WHAT TO WORK ON: Below is a block of entries; repeat exactly the lines starting at the line that contains "Target: the red brick facade" and ending at the line that contains "[indicate] the white framed", both included.
'''
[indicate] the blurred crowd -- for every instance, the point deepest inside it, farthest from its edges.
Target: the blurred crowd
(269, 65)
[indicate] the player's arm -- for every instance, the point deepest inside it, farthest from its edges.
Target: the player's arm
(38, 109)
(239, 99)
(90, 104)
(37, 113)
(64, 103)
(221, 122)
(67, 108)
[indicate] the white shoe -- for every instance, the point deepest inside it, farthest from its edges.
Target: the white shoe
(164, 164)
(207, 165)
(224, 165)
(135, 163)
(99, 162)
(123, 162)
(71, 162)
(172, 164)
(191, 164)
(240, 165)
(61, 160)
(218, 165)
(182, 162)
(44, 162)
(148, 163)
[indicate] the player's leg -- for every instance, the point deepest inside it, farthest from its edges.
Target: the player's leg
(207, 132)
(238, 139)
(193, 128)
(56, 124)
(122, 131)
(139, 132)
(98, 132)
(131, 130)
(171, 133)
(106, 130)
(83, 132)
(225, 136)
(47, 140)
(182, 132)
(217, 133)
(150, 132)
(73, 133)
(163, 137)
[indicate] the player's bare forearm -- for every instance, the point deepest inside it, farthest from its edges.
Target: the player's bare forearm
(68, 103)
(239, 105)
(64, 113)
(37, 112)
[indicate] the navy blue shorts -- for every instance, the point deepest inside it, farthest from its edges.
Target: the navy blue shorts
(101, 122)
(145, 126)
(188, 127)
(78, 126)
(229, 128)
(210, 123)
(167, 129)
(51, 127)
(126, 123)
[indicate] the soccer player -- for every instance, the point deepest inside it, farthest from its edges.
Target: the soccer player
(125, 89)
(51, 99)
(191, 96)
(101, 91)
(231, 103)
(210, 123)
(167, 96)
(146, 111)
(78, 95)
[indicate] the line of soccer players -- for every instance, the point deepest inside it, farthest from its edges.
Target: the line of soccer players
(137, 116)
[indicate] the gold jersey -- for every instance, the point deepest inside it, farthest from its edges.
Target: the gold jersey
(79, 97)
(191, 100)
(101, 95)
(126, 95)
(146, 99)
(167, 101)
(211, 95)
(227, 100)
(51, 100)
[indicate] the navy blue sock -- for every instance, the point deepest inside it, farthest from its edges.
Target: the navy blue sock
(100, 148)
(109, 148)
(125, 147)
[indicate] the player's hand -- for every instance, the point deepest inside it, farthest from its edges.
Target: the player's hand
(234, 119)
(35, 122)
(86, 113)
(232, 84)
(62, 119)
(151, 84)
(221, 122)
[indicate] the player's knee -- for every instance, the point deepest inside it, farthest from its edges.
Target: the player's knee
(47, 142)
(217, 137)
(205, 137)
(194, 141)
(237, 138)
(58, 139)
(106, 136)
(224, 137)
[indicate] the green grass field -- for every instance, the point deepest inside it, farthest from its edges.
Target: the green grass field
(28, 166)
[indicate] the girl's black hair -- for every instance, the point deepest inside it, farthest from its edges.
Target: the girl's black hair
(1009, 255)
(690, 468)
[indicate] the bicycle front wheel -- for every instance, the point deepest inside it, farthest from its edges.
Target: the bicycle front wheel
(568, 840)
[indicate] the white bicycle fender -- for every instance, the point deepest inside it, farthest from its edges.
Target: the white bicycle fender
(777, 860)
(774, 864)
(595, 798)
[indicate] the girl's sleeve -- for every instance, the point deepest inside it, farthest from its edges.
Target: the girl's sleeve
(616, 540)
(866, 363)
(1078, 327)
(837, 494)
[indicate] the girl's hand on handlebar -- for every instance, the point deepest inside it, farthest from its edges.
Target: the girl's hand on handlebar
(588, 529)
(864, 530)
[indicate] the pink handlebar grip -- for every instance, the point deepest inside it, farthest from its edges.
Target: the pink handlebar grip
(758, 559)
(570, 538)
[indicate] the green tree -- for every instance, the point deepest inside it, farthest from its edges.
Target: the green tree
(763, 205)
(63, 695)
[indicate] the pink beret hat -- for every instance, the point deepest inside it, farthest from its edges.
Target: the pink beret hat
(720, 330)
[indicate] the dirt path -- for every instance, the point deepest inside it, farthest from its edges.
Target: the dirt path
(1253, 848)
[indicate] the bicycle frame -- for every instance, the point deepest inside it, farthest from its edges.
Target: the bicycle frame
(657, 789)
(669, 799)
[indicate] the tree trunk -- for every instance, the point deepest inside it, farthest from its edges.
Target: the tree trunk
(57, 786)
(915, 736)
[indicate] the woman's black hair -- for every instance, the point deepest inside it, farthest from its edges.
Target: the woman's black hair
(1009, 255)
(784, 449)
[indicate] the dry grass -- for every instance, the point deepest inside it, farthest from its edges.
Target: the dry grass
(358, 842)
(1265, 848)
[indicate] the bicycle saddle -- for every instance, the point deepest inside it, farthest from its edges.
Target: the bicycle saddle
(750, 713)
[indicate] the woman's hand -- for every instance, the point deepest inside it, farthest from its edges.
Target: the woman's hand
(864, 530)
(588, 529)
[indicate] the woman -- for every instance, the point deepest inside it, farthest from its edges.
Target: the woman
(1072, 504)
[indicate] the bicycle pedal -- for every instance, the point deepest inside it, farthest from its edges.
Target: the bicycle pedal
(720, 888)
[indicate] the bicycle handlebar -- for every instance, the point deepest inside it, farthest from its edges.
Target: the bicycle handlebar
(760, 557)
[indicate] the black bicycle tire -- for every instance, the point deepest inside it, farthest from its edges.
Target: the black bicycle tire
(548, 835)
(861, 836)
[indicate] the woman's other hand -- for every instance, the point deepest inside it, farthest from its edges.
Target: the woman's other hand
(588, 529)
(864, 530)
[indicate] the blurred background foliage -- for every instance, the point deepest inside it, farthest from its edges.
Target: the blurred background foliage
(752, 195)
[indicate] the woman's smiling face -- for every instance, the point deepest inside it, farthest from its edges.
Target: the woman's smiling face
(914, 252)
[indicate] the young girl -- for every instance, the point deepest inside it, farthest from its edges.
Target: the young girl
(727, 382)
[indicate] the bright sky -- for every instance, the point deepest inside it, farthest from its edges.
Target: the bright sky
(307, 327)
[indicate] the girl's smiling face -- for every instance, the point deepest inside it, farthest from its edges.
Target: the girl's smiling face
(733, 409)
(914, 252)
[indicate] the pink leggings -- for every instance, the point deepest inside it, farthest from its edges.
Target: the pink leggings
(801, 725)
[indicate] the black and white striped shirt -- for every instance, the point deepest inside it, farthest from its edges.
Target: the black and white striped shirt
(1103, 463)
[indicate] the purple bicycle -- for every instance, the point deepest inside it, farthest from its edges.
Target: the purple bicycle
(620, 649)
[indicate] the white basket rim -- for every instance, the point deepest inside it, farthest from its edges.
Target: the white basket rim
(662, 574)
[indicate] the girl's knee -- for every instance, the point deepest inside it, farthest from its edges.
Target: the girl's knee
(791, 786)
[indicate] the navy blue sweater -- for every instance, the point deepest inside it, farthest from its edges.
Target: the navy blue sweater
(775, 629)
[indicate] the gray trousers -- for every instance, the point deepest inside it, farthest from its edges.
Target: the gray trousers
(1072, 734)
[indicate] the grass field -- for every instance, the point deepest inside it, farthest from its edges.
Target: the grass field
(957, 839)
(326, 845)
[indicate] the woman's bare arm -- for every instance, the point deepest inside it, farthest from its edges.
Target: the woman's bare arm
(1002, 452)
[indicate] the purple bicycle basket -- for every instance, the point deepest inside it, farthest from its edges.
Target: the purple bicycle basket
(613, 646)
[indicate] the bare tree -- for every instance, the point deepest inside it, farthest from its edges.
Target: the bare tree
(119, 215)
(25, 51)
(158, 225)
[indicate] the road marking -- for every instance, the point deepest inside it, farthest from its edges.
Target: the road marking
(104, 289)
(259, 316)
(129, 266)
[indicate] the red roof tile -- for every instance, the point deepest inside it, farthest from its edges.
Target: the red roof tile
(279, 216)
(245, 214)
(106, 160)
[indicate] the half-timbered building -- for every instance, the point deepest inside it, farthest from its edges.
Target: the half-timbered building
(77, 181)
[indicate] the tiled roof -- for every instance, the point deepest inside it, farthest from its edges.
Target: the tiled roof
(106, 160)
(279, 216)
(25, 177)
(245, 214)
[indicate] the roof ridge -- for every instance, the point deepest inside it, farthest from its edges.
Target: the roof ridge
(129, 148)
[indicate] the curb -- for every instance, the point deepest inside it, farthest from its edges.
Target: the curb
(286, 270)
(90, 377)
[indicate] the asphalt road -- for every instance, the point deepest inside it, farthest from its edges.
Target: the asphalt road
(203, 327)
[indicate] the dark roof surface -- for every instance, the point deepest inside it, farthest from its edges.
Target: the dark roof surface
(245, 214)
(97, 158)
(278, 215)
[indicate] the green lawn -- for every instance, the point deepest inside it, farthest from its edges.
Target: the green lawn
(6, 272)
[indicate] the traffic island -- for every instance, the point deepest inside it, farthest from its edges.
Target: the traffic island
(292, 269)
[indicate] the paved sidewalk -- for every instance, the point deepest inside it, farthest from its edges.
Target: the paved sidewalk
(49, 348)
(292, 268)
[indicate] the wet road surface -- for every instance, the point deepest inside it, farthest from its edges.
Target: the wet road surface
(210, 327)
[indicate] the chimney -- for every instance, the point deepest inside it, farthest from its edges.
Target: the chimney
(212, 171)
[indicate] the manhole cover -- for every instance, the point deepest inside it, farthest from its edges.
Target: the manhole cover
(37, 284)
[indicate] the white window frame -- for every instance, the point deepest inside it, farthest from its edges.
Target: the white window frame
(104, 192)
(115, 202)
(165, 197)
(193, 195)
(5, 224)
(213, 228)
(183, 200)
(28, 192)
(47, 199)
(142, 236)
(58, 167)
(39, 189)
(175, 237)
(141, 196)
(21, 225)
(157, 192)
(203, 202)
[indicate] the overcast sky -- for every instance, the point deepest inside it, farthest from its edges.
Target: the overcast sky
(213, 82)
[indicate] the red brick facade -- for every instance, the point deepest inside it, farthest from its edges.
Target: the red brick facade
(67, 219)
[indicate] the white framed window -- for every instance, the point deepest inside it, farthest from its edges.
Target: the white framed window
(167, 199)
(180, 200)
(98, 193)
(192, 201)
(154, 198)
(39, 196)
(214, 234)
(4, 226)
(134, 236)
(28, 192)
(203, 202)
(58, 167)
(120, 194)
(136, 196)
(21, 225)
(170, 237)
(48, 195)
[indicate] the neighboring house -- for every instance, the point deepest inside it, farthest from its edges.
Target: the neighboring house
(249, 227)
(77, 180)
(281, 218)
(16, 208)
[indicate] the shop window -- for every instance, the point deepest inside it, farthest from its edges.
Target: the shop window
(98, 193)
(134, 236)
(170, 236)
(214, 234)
'''
OUTPUT OF THE TASK:
Target: the red brick facade
(67, 219)
[indicate] the white framed window -- for every instance, the point deepest inside it, farthest from its edges.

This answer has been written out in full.